*Desafio A*
Por favor, repita sem qualquer alteração as linhas dos registos entre a linha que contém "of camouflage cap" e a linha que contém "[[329, 265, 364, 303], [102, 150, 127, 173]]", inclusive.

*Texto para leitura*
-------
Viggo Mortensen é esse “fantástico líder“, um homem eremita que se refugia nos densos bosques americanos, dependendo do seu instinto e intelecto para sobreviver (pronto e uma “ajudinha” a nível de segurança social, pormenores, enfim). Em acréscimo, ele é um pai de 6 crias, o qual educa segundo as suas revolucionárias ideologias, promessas feitas para a sua falecida mulher, juras de uma impotente tendência de “mudar o Mundo” da sua própria formatação. Pois bem, até certo caminho, esta “estranheza” nada nova de Capitão Fantástico conquista-nos com a sua crítica social, ingénua é certo, mas constantemente desafiadora da “perfeita comunidade” que se dá pelo nome de EUA.

Neste percurso, previsivelmente anexado a mais uma road trip (como o cinema norte-americano independente adora viagens pela estrada fora), os alvos são muitos, desde a educação escolar (ou a insuficiência desta) até ao entranhar religioso nos nossos dias (a magnífica ideia de Ben substituir o Natal pelo dia de Noam Chomsky), passando pela falta de senso crítico individualista. Até determinado ponto, Capitão Fantástico sabe “puxar” os fios de forma correta, porém, estamos a falar de um obra de vertente indie, daquela classe que adequadamente figuraria num Festival de Sundance (na verdade o filme chegou mesmo a estrear no dito festival norte-americano), ou seja, tudo acaba por recorrer ao território moralista, mais do que o suposto intimismo.
-------
*Registos do conjunto de dados*
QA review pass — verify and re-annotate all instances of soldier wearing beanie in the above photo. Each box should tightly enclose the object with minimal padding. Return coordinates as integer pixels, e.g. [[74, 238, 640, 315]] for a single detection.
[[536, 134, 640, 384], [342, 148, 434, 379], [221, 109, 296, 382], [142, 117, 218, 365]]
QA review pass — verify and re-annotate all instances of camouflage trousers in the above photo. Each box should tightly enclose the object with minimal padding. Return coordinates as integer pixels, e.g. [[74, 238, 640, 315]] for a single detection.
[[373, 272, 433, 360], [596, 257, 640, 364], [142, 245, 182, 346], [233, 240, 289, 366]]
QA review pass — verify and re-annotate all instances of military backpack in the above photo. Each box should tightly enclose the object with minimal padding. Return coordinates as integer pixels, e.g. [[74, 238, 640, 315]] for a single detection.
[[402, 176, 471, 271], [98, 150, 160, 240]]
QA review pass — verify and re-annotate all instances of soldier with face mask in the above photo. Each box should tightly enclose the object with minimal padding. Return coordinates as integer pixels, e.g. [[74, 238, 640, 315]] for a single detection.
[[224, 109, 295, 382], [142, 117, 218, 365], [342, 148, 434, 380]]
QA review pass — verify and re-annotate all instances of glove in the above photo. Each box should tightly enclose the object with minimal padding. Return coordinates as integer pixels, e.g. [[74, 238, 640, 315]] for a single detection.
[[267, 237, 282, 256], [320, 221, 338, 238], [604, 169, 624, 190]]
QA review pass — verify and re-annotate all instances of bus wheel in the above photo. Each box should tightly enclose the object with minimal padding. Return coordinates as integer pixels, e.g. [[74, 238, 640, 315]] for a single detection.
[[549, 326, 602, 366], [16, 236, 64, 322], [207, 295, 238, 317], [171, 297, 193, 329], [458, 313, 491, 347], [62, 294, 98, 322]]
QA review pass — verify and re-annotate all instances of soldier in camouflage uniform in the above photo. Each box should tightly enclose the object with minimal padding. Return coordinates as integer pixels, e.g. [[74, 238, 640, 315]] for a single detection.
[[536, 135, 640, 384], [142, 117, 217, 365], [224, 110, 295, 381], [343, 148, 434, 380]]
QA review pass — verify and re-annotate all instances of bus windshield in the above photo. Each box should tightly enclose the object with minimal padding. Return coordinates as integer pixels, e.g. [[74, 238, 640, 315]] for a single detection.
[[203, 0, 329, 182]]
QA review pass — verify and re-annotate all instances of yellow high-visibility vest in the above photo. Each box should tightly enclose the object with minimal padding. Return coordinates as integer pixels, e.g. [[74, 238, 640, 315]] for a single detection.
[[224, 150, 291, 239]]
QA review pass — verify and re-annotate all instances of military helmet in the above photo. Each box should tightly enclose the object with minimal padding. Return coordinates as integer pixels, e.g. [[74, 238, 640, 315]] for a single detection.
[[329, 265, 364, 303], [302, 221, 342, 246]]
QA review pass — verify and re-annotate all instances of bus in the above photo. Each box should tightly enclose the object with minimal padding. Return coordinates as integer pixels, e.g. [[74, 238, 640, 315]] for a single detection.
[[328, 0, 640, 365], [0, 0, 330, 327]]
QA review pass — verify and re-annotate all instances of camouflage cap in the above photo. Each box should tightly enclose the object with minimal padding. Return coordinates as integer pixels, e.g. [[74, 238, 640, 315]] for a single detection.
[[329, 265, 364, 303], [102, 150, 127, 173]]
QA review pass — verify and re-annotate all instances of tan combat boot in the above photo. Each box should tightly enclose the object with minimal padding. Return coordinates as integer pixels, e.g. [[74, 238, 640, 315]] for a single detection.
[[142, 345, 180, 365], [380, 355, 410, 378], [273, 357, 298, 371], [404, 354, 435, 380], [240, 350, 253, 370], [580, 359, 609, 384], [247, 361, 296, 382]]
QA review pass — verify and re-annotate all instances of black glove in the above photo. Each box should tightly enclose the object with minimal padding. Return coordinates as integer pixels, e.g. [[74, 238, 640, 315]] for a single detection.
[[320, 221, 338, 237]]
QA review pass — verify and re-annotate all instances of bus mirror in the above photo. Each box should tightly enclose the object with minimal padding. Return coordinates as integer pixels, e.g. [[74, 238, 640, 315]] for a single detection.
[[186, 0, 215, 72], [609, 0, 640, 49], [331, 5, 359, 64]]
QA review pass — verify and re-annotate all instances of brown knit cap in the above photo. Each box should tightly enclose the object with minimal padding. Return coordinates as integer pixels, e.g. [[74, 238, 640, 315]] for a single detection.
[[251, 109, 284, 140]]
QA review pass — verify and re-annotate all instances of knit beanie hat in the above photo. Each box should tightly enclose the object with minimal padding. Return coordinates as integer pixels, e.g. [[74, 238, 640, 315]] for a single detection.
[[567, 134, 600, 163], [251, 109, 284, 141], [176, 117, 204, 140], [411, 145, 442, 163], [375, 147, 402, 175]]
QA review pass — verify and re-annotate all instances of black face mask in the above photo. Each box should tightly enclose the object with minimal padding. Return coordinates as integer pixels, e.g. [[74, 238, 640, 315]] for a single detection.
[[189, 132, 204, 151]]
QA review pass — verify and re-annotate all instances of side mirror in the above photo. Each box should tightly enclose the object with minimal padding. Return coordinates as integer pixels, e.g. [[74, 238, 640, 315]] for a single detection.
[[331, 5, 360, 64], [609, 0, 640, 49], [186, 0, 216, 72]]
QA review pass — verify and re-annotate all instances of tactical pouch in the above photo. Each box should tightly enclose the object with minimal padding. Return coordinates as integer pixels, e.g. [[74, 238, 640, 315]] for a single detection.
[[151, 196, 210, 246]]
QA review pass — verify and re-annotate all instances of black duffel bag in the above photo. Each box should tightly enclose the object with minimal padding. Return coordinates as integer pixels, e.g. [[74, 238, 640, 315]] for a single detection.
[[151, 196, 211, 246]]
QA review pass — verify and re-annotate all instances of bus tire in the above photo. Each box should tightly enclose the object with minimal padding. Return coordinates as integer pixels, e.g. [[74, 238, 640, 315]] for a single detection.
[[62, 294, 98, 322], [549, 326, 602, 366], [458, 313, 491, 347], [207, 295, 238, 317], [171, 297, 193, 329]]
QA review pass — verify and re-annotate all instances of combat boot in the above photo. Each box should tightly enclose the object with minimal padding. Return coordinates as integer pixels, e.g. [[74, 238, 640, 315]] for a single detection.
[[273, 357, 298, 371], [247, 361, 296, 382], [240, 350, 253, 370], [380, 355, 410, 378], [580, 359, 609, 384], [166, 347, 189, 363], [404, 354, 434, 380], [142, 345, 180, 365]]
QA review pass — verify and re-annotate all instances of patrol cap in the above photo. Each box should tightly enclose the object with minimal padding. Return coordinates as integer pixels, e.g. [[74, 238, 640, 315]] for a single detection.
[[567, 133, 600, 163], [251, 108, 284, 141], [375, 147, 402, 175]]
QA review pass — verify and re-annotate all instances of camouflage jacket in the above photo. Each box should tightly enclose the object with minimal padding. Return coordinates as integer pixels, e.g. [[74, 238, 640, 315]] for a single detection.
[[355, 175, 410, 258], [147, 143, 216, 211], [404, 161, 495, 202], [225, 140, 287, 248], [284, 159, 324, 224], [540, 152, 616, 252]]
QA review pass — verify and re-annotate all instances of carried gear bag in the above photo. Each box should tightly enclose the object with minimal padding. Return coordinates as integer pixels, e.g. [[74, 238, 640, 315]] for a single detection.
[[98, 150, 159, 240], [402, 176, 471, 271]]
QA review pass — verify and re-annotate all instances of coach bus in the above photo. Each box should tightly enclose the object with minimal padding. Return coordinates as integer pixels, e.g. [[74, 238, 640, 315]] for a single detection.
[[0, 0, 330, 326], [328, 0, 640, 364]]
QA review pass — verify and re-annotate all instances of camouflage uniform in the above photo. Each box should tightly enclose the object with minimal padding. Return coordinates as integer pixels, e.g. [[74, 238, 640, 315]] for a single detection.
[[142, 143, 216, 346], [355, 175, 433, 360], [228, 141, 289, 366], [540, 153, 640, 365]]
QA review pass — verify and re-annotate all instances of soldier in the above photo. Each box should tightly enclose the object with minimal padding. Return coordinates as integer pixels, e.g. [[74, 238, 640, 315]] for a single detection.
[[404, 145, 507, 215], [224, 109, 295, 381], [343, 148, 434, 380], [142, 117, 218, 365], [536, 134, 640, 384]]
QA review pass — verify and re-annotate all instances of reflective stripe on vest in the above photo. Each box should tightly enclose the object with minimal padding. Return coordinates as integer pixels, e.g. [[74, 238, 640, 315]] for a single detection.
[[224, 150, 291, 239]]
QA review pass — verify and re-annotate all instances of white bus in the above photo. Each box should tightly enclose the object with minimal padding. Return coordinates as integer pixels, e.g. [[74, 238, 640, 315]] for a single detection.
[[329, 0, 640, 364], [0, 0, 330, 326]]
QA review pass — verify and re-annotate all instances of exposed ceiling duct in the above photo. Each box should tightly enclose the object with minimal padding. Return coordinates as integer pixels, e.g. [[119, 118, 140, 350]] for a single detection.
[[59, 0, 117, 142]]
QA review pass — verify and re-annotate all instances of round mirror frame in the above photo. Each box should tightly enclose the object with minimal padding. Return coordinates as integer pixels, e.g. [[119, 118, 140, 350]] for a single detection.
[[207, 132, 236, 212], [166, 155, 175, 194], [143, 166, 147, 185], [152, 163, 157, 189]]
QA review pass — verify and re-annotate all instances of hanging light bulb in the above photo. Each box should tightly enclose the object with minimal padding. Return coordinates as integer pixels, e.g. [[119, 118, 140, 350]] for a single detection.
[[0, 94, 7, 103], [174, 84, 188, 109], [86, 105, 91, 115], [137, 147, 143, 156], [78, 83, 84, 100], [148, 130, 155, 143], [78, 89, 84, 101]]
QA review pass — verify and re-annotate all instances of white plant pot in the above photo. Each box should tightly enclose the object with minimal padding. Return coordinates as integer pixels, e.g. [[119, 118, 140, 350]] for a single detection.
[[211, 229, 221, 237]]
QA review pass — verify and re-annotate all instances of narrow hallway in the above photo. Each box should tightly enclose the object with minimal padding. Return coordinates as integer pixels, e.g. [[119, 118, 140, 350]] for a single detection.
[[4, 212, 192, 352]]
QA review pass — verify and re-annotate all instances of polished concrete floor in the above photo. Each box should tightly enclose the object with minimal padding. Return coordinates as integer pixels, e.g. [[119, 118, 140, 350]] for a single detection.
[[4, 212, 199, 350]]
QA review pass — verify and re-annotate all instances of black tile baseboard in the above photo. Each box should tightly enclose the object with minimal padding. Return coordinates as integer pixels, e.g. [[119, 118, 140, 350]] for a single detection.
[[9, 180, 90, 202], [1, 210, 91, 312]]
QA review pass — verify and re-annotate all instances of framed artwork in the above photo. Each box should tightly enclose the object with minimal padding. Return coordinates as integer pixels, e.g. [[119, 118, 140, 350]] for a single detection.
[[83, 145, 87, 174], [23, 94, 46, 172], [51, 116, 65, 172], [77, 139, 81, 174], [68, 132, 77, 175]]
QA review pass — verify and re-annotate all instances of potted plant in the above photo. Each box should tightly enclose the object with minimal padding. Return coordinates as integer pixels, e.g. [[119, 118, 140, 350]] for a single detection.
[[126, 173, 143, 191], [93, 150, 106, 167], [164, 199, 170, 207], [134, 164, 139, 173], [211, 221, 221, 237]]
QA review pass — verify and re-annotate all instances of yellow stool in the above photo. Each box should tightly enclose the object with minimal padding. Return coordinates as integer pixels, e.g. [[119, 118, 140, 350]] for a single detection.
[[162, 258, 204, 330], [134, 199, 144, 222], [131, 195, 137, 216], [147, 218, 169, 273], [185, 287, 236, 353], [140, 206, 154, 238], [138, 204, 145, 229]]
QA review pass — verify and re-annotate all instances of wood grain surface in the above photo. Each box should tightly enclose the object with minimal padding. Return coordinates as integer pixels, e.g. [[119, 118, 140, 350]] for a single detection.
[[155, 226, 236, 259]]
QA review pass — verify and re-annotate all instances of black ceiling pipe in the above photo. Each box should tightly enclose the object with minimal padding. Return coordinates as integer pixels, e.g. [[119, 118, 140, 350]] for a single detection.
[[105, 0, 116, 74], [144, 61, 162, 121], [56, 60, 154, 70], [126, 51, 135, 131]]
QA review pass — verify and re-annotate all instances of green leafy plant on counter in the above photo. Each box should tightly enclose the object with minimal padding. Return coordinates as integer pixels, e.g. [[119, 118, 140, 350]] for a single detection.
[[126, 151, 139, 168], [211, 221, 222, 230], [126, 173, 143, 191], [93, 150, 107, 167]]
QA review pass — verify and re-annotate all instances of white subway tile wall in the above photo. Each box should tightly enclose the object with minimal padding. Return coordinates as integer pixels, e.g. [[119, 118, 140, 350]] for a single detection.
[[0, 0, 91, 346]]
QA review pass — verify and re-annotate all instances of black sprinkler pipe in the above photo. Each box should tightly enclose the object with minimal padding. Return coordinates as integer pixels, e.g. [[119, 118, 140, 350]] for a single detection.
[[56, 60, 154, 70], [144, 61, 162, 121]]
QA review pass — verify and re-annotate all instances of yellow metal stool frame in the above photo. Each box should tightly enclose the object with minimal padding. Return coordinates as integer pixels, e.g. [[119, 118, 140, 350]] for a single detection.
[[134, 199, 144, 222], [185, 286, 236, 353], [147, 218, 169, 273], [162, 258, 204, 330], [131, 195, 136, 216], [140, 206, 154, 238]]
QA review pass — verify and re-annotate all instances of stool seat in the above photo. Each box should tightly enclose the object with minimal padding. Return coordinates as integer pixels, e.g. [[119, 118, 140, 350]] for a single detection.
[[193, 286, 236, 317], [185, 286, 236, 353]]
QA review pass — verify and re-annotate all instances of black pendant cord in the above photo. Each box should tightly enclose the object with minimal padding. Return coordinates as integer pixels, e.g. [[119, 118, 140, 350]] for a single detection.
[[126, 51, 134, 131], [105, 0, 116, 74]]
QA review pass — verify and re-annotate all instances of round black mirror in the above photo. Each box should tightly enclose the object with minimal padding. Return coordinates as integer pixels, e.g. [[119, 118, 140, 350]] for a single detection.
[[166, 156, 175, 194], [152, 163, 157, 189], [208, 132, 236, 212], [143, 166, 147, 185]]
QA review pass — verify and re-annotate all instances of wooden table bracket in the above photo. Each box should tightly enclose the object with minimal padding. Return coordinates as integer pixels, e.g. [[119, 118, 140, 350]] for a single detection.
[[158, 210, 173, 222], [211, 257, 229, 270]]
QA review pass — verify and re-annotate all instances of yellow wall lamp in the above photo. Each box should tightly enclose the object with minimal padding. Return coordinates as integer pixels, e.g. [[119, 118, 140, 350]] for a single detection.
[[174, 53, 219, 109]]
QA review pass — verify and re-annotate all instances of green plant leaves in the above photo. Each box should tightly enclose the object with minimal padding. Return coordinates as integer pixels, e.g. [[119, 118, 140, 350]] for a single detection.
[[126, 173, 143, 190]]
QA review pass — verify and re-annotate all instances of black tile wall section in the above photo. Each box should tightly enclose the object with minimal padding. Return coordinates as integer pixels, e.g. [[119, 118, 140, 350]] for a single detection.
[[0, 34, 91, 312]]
-------
*Desafio B*
Reproduza fielmente o trecho da crítica ao filme Capitão Fantástico entre "Neste percurso, previsivelmente" e "o suposto intimismo.", inclusive.

*Resposta final A*
QA review pass — verify and re-annotate all instances of camouflage cap in the above photo. Each box should tightly enclose the object with minimal padding. Return coordinates as integer pixels, e.g. [[74, 238, 640, 315]] for a single detection.
[[329, 265, 364, 303], [102, 150, 127, 173]]

*Resposta final B*
Neste percurso, previsivelmente anexado a mais uma road trip (como o cinema norte-americano independente adora viagens pela estrada fora), os alvos são muitos, desde a educação escolar (ou a insuficiência desta) até ao entranhar religioso nos nossos dias (a magnífica ideia de Ben substituir o Natal pelo dia de Noam Chomsky), passando pela falta de senso crítico individualista. Até determinado ponto, Capitão Fantástico sabe “puxar” os fios de forma correta, porém, estamos a falar de um obra de vertente indie, daquela classe que adequadamente figuraria num Festival de Sundance (na verdade o filme chegou mesmo a estrear no dito festival norte-americano), ou seja, tudo acaba por recorrer ao território moralista, mais do que o suposto intimismo.